━━━━━ Recorded information

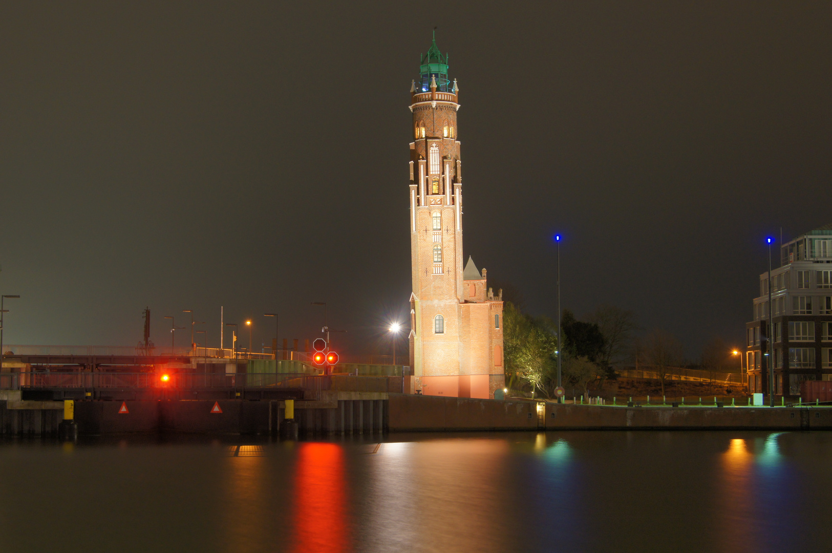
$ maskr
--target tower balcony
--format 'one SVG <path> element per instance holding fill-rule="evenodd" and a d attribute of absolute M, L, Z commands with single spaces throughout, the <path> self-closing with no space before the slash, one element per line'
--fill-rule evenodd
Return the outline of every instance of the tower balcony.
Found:
<path fill-rule="evenodd" d="M 413 95 L 413 103 L 417 104 L 421 101 L 452 101 L 454 104 L 459 103 L 457 101 L 457 95 L 453 92 L 441 92 L 437 91 L 436 92 L 416 92 Z"/>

━━━━━━━━━━

» Set exercise:
In every record, replace "balcony" with "railing" and write the lines out again with nothing else changed. Leave the pictures out.

» Result of the task:
$ maskr
--target tower railing
--format 'one SVG <path> element per instance holding fill-rule="evenodd" and a d attribute of absolute M, L, Z commands with single spaces throughout, the <path> self-closing with no space before the slash, one element per line'
--fill-rule evenodd
Return the outline of every instance of the tower railing.
Found:
<path fill-rule="evenodd" d="M 413 95 L 413 103 L 417 104 L 421 101 L 452 101 L 454 104 L 459 103 L 457 101 L 457 95 L 453 92 L 441 92 L 437 91 L 436 92 L 416 92 Z"/>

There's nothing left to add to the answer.